TEXT SEGMENT:
____

The situation can be improved.

SUMMARY OF THE INVENTION

One object of the present invention is to improve the conditions of the manufacture of an intermediate resistive membrane of an acoustic panel by decreasing the number of steps required, in order to simplify and accelerate the manufacturing process and reduce the cost thereof.

To this end, a method for manufacturing an intermediate resistive membrane with tubular guides for an acoustic panel is proposed, the method being such that said membrane and said tubular guides are manufactured in the same operation of injecting a resin around a substrate placed between two parts of an injection mold, the mold being configured so that one of the two parts of the mold comprises a plurality of protuberances, each having a surface of complementary shape to a shape of an inner surface of said tubular guides, the other of said two parts of the mold comprising a plurality of cavities, each having a surface of a shape complementary to a shape of an outer surface of said tubular guides, the substrate comprising perforations, and said method comprising the insertion of each of said protuberances into one of said perforations of said substrate before or during the closure of the mold and before said injection operation.

Advantageously, the manufacture of a resistive membrane, or “septum”, for an acoustic treatment panel or liner is made simpler and more reliable, and its cost is reduced.

____

EXCERPTED DATA:
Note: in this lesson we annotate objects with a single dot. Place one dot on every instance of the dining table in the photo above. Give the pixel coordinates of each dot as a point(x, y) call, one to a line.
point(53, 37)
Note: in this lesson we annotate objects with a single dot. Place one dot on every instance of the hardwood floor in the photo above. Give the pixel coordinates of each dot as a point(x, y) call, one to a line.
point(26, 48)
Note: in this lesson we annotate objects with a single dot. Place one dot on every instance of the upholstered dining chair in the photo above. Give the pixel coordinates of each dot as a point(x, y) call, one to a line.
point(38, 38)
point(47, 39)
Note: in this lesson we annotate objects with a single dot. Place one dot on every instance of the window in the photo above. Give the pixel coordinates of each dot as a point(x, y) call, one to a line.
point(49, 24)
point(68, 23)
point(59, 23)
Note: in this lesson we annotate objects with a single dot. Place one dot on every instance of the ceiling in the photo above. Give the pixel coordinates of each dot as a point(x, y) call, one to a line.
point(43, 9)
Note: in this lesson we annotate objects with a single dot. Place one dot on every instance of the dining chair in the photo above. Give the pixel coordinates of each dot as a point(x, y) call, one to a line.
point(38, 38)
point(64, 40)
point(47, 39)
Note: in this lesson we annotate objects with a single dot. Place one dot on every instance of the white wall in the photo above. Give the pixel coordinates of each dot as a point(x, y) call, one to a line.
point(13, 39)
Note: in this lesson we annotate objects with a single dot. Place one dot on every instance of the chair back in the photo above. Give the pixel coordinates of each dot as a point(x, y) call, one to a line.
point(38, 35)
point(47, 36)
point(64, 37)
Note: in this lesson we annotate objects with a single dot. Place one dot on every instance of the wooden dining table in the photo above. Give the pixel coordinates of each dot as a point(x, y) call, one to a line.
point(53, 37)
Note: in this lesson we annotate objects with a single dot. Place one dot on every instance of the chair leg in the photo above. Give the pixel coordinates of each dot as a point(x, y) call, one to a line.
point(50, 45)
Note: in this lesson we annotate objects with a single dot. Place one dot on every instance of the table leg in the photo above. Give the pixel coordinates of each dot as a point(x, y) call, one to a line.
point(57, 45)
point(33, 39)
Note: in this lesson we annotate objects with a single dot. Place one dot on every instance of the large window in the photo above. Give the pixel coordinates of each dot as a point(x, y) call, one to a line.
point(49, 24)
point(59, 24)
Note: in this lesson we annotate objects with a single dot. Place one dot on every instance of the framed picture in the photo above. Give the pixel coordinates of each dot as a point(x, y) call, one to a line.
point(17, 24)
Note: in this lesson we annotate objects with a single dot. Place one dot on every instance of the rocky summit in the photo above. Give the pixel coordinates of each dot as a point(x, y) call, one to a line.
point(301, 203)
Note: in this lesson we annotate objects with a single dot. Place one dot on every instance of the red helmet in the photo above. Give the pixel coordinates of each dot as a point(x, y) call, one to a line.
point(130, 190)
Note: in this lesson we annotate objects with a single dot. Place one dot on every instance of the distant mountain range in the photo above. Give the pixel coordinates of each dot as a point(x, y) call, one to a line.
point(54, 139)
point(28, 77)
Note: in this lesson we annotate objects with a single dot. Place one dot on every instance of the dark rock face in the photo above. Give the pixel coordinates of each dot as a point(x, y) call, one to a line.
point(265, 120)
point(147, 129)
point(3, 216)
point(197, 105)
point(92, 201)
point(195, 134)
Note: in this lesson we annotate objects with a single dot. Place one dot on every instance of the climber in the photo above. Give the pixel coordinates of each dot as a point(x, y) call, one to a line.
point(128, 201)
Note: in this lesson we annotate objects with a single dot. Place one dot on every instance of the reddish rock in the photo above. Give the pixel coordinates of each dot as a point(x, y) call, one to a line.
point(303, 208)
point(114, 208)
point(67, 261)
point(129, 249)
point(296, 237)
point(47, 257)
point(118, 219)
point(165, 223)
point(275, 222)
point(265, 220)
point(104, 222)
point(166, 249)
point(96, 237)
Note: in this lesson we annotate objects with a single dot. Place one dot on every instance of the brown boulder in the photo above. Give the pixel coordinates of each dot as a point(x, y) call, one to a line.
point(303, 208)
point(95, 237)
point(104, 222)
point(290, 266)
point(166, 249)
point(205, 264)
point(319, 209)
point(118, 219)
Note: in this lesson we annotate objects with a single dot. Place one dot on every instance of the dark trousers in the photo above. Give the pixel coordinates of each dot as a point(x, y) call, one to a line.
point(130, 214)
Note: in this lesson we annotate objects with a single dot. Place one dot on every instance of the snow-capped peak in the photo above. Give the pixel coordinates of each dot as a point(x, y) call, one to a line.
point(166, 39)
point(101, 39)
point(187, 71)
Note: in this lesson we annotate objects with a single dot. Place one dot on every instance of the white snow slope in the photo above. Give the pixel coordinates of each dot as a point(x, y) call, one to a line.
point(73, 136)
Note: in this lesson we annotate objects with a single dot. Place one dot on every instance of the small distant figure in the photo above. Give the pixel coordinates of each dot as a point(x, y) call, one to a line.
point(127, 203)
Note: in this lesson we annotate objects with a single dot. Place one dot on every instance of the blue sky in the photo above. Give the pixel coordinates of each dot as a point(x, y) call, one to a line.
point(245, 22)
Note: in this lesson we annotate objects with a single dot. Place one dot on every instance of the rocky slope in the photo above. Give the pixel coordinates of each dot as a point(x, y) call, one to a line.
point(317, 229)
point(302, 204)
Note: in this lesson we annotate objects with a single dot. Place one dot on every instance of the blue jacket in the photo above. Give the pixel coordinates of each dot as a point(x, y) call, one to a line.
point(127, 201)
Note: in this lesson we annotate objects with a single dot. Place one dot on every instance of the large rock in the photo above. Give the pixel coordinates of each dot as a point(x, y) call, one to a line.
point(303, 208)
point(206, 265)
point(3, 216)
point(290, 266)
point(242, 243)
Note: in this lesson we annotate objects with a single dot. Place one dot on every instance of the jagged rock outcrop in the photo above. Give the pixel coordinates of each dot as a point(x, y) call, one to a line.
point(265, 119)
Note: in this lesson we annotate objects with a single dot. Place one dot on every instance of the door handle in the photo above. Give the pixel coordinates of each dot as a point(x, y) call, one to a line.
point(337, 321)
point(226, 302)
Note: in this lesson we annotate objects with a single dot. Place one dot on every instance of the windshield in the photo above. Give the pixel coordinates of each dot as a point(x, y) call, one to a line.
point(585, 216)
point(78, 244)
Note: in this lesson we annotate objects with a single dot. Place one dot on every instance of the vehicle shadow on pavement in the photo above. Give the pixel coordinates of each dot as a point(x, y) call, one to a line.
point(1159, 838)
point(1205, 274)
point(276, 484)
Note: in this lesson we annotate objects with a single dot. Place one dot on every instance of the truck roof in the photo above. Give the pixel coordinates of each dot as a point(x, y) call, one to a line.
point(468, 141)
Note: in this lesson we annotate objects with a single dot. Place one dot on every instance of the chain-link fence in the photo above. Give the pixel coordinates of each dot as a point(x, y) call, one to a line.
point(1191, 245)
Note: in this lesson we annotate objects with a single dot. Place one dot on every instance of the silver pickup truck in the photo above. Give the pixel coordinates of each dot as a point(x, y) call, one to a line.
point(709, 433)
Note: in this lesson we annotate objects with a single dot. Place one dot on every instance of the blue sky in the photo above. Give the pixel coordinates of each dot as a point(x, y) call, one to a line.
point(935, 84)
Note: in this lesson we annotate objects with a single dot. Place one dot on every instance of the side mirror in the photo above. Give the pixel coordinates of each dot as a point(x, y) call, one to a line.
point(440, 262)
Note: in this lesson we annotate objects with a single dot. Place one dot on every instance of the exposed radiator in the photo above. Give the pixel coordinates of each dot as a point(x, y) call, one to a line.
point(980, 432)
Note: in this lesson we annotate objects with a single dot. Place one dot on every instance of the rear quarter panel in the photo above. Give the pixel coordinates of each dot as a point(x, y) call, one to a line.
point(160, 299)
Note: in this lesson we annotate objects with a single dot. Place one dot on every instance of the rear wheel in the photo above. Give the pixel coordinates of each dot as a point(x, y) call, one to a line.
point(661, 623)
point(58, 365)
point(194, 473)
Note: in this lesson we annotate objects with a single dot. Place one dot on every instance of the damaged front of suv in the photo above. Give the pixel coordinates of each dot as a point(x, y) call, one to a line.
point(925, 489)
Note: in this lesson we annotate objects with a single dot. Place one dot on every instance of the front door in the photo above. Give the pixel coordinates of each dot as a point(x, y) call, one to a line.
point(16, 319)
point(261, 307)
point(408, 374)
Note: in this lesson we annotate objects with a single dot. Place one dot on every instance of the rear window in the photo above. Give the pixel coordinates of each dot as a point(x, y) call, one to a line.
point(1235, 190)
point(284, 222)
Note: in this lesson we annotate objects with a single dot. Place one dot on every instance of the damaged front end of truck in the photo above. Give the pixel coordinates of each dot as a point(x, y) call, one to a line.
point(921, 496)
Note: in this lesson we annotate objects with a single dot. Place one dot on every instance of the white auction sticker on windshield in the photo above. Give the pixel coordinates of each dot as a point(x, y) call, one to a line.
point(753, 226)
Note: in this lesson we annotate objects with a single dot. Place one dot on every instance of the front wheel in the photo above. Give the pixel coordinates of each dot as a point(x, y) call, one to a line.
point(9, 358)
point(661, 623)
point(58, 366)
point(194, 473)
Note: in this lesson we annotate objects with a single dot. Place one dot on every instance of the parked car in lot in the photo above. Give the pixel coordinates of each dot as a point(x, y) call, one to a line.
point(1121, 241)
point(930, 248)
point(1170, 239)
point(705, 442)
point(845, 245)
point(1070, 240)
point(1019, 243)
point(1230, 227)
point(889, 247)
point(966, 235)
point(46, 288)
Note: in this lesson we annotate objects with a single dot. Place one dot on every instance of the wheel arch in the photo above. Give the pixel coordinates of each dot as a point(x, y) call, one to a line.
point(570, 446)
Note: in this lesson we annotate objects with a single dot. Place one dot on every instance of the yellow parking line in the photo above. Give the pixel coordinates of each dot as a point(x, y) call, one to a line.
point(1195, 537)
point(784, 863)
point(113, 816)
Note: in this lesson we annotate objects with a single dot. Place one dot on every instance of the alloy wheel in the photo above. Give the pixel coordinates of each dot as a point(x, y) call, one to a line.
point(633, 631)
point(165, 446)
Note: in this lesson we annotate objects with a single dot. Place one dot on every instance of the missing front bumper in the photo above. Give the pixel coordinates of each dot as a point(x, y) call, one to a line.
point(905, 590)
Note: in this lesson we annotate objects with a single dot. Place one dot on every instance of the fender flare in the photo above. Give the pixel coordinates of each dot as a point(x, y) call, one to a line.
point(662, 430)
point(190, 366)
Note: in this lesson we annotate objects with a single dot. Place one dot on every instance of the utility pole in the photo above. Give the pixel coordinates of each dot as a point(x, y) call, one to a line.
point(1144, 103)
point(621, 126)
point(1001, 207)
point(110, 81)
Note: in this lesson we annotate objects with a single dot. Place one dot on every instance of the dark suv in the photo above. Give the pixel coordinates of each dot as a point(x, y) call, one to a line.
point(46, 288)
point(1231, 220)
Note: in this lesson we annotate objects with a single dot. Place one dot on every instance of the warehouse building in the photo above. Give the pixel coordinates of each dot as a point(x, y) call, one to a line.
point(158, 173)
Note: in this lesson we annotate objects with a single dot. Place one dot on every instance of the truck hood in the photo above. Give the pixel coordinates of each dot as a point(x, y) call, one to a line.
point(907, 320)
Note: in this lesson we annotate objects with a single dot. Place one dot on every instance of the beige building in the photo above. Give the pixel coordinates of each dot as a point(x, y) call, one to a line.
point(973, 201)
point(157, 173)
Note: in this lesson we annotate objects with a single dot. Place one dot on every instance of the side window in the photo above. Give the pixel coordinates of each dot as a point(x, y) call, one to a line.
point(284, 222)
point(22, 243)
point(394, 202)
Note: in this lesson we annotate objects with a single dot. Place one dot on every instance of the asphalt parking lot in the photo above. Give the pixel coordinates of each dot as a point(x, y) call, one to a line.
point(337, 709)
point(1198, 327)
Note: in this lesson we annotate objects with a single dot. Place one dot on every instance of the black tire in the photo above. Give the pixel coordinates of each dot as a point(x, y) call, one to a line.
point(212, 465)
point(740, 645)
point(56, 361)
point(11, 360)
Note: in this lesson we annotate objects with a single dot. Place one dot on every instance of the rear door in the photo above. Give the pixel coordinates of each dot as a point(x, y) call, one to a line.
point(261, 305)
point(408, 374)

____

THE TASKS:
a – In one to three sentences, explain why the text on the acoustic panel membrane says the invention aims to reduce the number of manufacturing steps.
b – Answer these questions from the text on the acoustic panel membrane:
(i) What is placed between the two parts of the injection mold?
(ii) What does the part of the mold without protuberances have?
(iii) What other name does the text give the resistive membrane?
c – From the text on the acoustic panel membrane, write out the passage from "One object of" up to and including "the cost thereof.".

RESPONSES PER TASK:
a – Reducing the number of steps is meant to make the manufacturing process simpler and faster. It is also meant to lower its cost.

b –
(i) A substrate, which has perforations.
(ii) A plurality of cavities, each with a surface shaped to complement the outer surface of the tubular guides.
(iii) "Septum."

c –
One object of the present invention is to improve the conditions of the manufacture of an intermediate resistive membrane of an acoustic panel by decreasing the number of steps required, in order to simplify and accelerate the manufacturing process and reduce the cost thereof.